What the task asks >> According to the biography of Sherene Razack below, in what year was her book Casting Out published?

R.A.C.E. Network Steering Committee

Dr. Sherene Razack is professor, Sociology and Equity Studies in Education, the Ontario Institute for Studies in Education of the University of Toronto. Her research and teaching interests lie in the area of race and gender issues in the law.  Her courses include: ‘Race, Space and Citizenship;’ Race and Knowledge Production’ and ‘Racial Violence and the Law.’  Her most recent book is entitled Casting Out: The Eviction of Muslims From Western Law and Politics (University of Toronto Press, 2008). She has also published Dark Threats and White Knights: The Somalia Affair, Peacekeeping and the New Imperialism (University of Toronto Press,  2004),  an edited collection Race, Space and the Law: Unmapping A White Settler Society (Toronto: Between the Lines, 2002), Looking White People in the Eye: Gender, Race, and Culture in Courtrooms and Classrooms (Toronto: University of Toronto Press, 1998,1999, 2000) and Canadian Feminism and the Law: The Women’s Legal and Education Fund and the Pursuit of Equality (Toronto: Second Story Press, 1991).

Raw data >>
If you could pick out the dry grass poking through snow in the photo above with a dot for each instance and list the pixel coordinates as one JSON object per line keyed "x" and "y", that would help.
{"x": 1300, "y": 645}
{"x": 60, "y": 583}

Exercise answer >> 2008